━━━ Data records

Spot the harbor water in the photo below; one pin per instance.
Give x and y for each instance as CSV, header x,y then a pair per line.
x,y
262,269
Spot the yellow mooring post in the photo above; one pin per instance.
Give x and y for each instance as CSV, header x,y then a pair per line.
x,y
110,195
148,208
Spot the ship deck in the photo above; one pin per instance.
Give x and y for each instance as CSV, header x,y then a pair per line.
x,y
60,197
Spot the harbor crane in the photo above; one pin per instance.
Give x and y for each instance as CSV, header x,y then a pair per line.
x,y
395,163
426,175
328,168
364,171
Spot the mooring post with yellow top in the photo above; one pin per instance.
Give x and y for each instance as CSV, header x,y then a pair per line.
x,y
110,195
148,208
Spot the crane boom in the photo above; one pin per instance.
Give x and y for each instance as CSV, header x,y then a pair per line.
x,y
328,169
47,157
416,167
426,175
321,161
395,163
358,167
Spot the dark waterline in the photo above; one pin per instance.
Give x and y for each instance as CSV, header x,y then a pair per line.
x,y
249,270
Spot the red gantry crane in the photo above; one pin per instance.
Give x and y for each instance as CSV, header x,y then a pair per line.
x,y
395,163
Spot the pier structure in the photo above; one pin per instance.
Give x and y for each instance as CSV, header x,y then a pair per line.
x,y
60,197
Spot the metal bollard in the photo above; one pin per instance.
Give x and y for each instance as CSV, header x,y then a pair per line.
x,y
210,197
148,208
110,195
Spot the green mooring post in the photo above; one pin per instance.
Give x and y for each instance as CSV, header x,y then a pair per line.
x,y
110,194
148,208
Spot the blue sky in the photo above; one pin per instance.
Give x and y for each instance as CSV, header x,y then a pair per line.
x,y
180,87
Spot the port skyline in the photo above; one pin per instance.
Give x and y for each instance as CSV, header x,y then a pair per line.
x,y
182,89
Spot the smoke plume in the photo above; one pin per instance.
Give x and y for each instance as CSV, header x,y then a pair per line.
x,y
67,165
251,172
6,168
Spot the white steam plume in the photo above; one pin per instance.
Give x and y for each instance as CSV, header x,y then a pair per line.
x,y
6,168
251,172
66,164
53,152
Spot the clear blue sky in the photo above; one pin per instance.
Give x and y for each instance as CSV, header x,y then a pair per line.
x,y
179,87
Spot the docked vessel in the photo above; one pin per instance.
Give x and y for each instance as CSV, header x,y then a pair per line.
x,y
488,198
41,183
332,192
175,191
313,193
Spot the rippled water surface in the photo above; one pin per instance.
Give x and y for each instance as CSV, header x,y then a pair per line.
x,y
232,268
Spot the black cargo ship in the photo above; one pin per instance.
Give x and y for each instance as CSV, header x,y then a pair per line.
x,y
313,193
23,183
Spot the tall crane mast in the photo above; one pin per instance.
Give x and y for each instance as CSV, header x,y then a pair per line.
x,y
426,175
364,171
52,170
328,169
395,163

━━━━━━

Each entry must be reproduced verbatim.

Spot the harbor water in the photo below; one pin per instance.
Give x and y for each instance as CSV, header x,y then a pair per line.
x,y
262,269
Spot the yellow mooring post in the photo above; one pin per instance.
Give x and y for each instance as CSV, header x,y then a pair per line.
x,y
110,195
148,208
Spot the ship deck in the photo above; one pin per instance.
Give x and y for each instance as CSV, header x,y then a pair per line.
x,y
60,197
Spot the harbor crane in the photo above; one pin per instance.
Give x and y for each instance as CSV, header x,y then a pair per line.
x,y
395,163
426,175
328,168
364,171
Spot the mooring post with yellow top in the photo above; one pin per instance.
Give x and y for each instance as CSV, header x,y then a pair per line.
x,y
110,195
148,208
Spot the crane boom in the photo above; one pin per instance.
Give x and y for each instance as CSV, header x,y then a pair per line.
x,y
328,169
47,157
416,167
426,175
321,161
395,163
358,167
Spot the dark waterline in the photo above; one pin per instance.
Give x and y for each instance as CSV, header x,y then a pair per line.
x,y
249,270
Spot the red gantry crane in the photo above; one pin per instance.
Give x and y for each instance as CSV, header x,y then a pair per line.
x,y
395,163
Spot the pier structure in the photo above; one pin per instance.
Give x and y for each instance as CSV, header x,y then a pair per line.
x,y
60,197
Spot the metal bollard in the photo above; one pin per instance.
Give x and y for each instance as CSV, header x,y then a pair per line.
x,y
210,197
148,208
110,195
Spot the green mooring post in the photo above; one pin per instance.
Give x and y for each instance as CSV, header x,y then a pair per line.
x,y
110,194
148,208
Spot the blue sky in the photo above; one pin per instance.
Give x and y for each instance as CSV, header x,y then a pair per line.
x,y
180,87
Spot the port skyline in the photo above; one pin per instance.
Give x and y for each instance as CSV, header x,y then a pair per line.
x,y
182,89
Spot the smoke plume in the photo above; one pin per instance.
Give x and y for each instance as CSV, header x,y then a pair per line.
x,y
67,165
251,172
6,168
Spot the white steam plume in the photo above; one pin per instance.
Give x and y for each instance as CSV, header x,y then a pair per line.
x,y
6,168
251,172
66,164
53,152
Spot the clear blue sky in the photo above; one pin per instance.
Give x and y for each instance as CSV, header x,y then a pair per line.
x,y
179,87
Spot the docked vessel in the photo above; one pin per instance.
Give x and y for each instance as CSV, header x,y then a pair per line.
x,y
488,198
41,183
332,192
175,191
313,193
Spot the rippled water surface in the photo above; one pin per instance.
Give x and y for each instance as CSV, header x,y then a pair per line.
x,y
232,268
Spot the black cargo ship in the photo above; one pin per instance.
Give x and y for each instance as CSV, header x,y then a pair per line.
x,y
313,193
23,183
Spot the tall crane mast in the photo above; one pin per instance.
Give x and y for each instance as CSV, header x,y then a pair per line.
x,y
426,175
364,171
52,170
328,169
395,163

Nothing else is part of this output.